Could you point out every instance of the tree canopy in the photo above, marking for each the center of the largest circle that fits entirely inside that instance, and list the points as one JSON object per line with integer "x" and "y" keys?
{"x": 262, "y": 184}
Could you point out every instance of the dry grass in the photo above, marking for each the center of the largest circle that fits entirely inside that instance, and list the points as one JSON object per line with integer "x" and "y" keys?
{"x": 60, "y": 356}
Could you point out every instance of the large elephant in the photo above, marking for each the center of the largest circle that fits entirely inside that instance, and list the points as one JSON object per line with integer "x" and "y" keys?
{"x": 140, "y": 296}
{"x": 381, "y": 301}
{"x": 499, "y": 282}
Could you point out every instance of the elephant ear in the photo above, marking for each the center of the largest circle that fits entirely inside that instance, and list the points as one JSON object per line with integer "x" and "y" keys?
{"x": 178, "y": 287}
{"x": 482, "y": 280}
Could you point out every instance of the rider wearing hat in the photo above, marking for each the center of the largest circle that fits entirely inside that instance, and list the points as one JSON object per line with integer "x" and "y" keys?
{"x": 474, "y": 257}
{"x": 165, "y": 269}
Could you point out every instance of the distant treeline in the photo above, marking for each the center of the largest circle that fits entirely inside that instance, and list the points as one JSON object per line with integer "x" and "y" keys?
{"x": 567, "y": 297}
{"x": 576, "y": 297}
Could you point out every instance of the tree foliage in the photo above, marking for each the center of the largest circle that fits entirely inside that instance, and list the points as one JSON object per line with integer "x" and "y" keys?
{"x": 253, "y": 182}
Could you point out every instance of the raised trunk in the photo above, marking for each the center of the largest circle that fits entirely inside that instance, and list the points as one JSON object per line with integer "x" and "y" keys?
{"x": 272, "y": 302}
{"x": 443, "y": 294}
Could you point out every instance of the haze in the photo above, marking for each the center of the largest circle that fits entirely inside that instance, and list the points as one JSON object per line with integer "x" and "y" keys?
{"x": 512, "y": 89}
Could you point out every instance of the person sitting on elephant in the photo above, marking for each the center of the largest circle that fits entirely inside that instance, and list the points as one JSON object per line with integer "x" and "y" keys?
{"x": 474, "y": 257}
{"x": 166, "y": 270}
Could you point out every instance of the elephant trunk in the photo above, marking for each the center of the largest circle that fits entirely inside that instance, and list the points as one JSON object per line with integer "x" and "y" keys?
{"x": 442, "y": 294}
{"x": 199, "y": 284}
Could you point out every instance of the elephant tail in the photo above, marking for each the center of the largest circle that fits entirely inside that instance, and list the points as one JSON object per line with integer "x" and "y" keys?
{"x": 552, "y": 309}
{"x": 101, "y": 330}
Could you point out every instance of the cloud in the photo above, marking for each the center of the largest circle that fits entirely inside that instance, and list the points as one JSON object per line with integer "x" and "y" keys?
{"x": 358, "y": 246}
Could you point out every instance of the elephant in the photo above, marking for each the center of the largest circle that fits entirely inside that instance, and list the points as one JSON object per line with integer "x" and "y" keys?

══════════

◆ Exercise
From the data above, copy each line exactly.

◆ Your response
Could you point out every instance of the tree canopy in the photo above, marking for each the center of the largest circle that fits entirely inside that instance, and list the points as one JSON object per line with integer "x" and "y" keys?
{"x": 262, "y": 184}
Could you point out every instance of the dry grass in the photo above, marking for each the center of the largest circle that fits entirely inside that instance, and list the points as one JSON object per line with integer "x" and "y" keys?
{"x": 60, "y": 356}
Could you point out every instance of the large elephant in the photo above, marking for each the center of the largest circle that fits entirely inside that instance, and list the points as one JSON object per line with integer "x" and "y" keys?
{"x": 140, "y": 296}
{"x": 381, "y": 301}
{"x": 499, "y": 282}
Could you point out every instance of the elephant ear in the photo above, marking for each the center of the largest circle that fits entirely inside that instance, and list the points as one JSON object per line with integer "x" and "y" keys?
{"x": 178, "y": 287}
{"x": 482, "y": 280}
Could you point out every instance of the rider wearing hat in the photo above, marking for each the center of the largest circle that fits entirely inside that instance, and list the points as one JSON object per line with integer "x" and "y" keys?
{"x": 474, "y": 257}
{"x": 165, "y": 269}
Could you point out every instance of the distant treeline in the photo above, marking for each the center of the largest circle that fits entirely inside that instance, and list the points as one JSON object per line with integer "x" and "y" keys?
{"x": 567, "y": 297}
{"x": 576, "y": 297}
Could you point out every instance of the tree foliage in the photo above, marking for each the center of the largest circle that fits entirely inside that instance, and list the points as one JSON object per line with integer "x" and "y" keys?
{"x": 253, "y": 182}
Could you point out every instance of the raised trunk in the photo above, marking for each the center of the largest circle that fits entirely inside that instance, and list the points as one JSON object per line with integer "x" and "y" keys?
{"x": 272, "y": 302}
{"x": 443, "y": 294}
Could you point out every instance of the haze in the photo above, marking for each the center of the largest circle that fits entirely inside that instance, and list the points as one JSON object per line with integer "x" and "y" keys?
{"x": 512, "y": 89}
Could you point out every instance of the person sitting on elephant in the photo above, marking for each the center of the largest circle that fits entirely inside that instance, and list the points as one JSON object per line with integer "x" and "y" keys?
{"x": 474, "y": 257}
{"x": 166, "y": 270}
Could you point out every instance of the elephant trunk in the photo above, marking for each the center of the largest circle that fits entirely inside that instance, and list the points as one JSON object per line with integer "x" and "y" keys?
{"x": 442, "y": 294}
{"x": 199, "y": 284}
Could you point out every instance of the elephant tail in the photo above, marking for each the center of the largest circle that fits entirely inside that instance, and list the points as one JSON object per line with integer "x" and "y" keys?
{"x": 552, "y": 309}
{"x": 101, "y": 330}
Could you point out every instance of the cloud in the photo above, marking for each the center of the largest circle that fits entirely inside that instance, and list the points as one JSON object per line with integer "x" and "y" keys?
{"x": 358, "y": 246}
Could you point out every instance of the elephant in the photo above, marking for each the center of the largest circle that fits entirely inside that instance, and list the points as one JSON object per line with integer "x" and "y" keys?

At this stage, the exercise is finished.